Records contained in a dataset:
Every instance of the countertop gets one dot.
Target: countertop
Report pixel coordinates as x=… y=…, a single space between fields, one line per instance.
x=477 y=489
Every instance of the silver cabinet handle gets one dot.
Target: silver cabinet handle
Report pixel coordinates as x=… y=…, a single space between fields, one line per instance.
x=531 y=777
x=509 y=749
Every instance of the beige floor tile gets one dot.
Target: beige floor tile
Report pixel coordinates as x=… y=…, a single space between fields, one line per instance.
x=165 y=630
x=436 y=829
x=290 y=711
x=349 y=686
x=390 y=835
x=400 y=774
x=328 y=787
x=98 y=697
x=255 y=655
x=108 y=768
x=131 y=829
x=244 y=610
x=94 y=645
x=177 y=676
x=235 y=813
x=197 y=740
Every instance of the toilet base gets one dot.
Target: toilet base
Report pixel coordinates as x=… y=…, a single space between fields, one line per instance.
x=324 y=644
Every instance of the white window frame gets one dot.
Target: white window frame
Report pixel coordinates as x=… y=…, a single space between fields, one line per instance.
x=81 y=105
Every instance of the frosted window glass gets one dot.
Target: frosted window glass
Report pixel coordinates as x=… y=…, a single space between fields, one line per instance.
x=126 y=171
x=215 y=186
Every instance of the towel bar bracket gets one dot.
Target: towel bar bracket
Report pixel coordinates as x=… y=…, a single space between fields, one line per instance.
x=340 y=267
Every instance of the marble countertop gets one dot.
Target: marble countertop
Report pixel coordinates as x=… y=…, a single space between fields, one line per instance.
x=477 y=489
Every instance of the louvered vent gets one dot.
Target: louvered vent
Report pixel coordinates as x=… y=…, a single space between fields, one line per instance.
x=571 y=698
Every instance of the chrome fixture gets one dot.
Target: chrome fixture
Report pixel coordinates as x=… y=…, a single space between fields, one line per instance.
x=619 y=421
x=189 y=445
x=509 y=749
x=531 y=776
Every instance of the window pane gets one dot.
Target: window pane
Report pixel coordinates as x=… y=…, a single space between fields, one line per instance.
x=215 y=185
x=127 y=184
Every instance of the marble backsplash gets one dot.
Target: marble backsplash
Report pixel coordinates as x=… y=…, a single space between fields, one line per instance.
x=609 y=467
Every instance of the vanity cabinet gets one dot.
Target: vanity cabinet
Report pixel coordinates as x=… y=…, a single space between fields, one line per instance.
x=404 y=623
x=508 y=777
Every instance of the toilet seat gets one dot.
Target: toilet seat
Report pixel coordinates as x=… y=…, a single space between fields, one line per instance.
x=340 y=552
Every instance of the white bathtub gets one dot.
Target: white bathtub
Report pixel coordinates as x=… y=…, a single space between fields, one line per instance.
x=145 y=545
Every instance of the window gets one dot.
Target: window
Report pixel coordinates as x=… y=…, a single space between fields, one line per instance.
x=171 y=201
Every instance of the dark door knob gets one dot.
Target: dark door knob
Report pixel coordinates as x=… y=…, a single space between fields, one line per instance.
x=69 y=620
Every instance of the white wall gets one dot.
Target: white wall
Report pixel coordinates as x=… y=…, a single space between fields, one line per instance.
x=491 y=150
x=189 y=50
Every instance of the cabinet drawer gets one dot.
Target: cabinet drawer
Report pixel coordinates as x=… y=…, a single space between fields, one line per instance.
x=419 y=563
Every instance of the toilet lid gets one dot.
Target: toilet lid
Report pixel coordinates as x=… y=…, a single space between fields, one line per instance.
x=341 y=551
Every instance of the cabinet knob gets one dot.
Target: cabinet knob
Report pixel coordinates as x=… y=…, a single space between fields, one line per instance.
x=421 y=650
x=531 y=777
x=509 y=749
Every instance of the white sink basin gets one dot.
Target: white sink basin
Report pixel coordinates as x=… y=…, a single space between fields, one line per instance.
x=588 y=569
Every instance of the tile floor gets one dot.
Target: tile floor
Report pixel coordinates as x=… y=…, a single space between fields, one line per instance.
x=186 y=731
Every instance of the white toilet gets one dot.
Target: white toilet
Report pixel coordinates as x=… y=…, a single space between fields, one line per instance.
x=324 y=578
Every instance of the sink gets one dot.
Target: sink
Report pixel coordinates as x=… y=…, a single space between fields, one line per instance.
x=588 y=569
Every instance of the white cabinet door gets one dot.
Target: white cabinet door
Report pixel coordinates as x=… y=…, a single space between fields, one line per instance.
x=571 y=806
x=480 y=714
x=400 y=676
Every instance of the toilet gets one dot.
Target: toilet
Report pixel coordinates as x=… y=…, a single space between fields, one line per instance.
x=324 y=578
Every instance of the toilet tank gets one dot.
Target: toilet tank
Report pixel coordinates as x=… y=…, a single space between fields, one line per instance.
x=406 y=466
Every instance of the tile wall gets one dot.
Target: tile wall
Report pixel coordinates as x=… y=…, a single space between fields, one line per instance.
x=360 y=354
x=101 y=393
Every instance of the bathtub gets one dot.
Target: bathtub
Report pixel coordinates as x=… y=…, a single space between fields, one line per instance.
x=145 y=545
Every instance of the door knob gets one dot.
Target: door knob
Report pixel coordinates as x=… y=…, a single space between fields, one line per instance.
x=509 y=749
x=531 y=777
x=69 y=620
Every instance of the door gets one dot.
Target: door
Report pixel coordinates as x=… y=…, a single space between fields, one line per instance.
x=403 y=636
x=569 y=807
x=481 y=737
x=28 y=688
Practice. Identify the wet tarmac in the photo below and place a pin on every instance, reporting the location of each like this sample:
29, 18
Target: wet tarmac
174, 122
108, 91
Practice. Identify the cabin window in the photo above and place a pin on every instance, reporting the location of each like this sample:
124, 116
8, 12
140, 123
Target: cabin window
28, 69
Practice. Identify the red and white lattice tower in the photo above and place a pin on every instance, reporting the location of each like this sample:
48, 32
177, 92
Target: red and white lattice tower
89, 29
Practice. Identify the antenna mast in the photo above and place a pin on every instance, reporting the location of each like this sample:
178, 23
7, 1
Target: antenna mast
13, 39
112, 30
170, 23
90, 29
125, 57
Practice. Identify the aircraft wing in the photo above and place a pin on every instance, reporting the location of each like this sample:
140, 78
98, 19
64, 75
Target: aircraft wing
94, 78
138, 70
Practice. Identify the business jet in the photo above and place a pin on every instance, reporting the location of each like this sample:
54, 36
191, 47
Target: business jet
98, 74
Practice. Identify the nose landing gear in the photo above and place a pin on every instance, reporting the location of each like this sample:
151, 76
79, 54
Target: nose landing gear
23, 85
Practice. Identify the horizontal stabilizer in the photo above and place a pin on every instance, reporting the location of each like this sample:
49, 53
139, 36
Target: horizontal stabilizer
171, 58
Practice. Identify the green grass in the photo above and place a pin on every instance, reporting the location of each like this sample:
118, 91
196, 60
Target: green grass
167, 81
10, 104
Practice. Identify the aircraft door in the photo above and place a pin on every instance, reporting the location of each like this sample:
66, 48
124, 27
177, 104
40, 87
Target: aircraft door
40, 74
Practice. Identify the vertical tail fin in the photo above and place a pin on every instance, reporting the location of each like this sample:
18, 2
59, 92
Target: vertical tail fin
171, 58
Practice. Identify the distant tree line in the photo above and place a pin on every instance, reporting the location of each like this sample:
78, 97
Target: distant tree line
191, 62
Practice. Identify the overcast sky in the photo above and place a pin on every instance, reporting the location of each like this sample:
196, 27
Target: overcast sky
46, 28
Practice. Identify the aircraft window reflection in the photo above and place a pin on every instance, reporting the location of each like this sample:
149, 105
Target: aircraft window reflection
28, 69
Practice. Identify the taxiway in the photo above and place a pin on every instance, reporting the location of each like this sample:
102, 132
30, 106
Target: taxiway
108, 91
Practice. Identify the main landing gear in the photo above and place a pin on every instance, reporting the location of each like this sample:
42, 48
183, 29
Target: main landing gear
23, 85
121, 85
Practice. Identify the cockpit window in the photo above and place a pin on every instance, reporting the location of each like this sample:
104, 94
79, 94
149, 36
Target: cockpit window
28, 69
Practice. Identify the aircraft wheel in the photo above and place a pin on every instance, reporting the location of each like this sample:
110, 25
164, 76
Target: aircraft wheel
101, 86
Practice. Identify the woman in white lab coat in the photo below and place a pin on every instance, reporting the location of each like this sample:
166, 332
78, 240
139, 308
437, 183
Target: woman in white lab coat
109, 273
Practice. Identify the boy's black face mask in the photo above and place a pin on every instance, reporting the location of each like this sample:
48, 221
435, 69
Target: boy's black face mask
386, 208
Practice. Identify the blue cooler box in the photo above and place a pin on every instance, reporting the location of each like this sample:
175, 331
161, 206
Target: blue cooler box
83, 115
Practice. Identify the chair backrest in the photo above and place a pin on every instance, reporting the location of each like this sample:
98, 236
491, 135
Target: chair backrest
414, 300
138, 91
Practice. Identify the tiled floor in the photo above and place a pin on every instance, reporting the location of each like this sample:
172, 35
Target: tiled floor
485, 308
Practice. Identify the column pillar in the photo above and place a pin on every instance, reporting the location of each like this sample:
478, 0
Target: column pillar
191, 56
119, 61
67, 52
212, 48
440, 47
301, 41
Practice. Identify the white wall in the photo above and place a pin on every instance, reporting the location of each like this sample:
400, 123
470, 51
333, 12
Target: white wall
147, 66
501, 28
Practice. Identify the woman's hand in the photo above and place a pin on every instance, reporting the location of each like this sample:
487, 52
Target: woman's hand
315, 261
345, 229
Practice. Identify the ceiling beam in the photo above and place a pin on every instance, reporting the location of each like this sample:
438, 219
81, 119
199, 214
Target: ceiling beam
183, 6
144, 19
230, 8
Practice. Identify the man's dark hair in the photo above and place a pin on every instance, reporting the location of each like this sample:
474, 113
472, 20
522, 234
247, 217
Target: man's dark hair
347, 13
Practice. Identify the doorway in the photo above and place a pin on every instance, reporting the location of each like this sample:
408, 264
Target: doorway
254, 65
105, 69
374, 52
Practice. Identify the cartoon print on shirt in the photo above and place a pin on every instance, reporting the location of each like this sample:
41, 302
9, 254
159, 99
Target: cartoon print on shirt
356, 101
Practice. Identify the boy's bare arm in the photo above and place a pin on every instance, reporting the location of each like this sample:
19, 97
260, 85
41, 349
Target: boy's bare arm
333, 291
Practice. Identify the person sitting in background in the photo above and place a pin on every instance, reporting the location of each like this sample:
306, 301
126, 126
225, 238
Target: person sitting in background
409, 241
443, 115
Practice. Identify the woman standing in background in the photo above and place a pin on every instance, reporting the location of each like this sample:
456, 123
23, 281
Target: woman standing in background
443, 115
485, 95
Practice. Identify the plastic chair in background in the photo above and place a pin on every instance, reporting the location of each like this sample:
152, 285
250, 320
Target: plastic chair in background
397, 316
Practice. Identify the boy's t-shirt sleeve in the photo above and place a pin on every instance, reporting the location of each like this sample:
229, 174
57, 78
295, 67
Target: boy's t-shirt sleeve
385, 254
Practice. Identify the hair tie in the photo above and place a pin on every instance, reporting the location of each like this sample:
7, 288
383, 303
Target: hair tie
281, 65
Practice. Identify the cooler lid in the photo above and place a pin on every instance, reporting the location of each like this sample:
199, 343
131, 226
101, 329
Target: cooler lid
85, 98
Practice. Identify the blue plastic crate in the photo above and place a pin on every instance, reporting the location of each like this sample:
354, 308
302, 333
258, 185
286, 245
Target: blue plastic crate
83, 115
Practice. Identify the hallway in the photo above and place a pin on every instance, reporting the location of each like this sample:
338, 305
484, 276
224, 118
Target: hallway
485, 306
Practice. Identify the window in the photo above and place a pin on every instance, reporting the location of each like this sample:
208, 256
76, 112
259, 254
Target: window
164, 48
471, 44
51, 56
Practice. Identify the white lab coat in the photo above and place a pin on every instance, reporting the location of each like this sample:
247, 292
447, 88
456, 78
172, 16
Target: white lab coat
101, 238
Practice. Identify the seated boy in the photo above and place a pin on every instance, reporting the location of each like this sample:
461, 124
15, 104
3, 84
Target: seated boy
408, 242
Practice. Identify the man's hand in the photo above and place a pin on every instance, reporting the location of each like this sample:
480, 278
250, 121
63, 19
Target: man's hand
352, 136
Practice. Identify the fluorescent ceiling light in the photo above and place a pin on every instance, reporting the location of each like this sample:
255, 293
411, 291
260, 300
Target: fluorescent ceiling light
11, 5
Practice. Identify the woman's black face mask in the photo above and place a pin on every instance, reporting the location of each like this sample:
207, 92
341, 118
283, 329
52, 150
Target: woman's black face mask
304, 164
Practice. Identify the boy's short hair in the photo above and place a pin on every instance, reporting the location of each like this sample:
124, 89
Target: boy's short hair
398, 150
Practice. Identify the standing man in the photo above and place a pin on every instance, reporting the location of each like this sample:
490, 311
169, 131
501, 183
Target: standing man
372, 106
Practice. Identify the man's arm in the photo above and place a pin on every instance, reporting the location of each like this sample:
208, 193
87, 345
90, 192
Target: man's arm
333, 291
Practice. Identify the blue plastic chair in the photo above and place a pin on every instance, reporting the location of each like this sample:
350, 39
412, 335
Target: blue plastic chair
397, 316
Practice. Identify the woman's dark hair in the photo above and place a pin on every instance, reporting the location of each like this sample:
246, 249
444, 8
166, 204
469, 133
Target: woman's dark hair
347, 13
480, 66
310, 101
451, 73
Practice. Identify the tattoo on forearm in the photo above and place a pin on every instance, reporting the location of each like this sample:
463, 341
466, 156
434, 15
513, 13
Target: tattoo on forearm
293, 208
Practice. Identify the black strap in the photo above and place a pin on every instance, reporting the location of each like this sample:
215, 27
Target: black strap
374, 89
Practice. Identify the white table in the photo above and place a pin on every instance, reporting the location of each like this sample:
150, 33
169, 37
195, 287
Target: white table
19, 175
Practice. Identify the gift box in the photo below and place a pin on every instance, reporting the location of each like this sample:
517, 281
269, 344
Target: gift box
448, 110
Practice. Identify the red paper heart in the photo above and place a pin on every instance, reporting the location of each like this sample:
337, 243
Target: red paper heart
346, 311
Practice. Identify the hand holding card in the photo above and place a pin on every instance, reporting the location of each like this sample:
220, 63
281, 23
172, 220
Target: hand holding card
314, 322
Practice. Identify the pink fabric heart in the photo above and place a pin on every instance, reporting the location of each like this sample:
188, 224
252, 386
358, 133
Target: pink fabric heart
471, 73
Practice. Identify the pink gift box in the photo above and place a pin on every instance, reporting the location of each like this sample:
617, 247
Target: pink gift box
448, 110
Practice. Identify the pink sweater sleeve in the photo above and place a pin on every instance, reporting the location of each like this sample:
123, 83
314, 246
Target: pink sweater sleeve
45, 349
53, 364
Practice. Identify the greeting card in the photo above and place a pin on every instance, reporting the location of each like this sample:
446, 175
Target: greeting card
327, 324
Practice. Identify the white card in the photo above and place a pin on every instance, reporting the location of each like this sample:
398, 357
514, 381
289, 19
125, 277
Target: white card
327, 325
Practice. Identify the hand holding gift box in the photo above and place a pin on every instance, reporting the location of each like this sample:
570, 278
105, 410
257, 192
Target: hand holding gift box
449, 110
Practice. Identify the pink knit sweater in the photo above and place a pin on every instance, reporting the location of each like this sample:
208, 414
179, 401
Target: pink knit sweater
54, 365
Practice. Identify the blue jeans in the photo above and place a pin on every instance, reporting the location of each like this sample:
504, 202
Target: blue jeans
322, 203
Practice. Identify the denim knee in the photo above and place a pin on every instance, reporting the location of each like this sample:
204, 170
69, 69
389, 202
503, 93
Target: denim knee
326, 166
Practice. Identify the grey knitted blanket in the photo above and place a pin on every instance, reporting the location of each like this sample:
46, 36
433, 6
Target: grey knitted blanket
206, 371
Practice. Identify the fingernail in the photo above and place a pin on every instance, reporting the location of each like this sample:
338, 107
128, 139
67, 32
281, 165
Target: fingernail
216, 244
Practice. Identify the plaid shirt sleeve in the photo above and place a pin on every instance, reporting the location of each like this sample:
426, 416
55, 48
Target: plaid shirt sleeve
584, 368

=== Required work ===
Find the lines above that contain the word "marble" and collect them.

=== Exercise answer ===
Every instance of the marble countertop gets one dot.
Target: marble countertop
Every instance of the marble backsplash gets one dot.
Target: marble backsplash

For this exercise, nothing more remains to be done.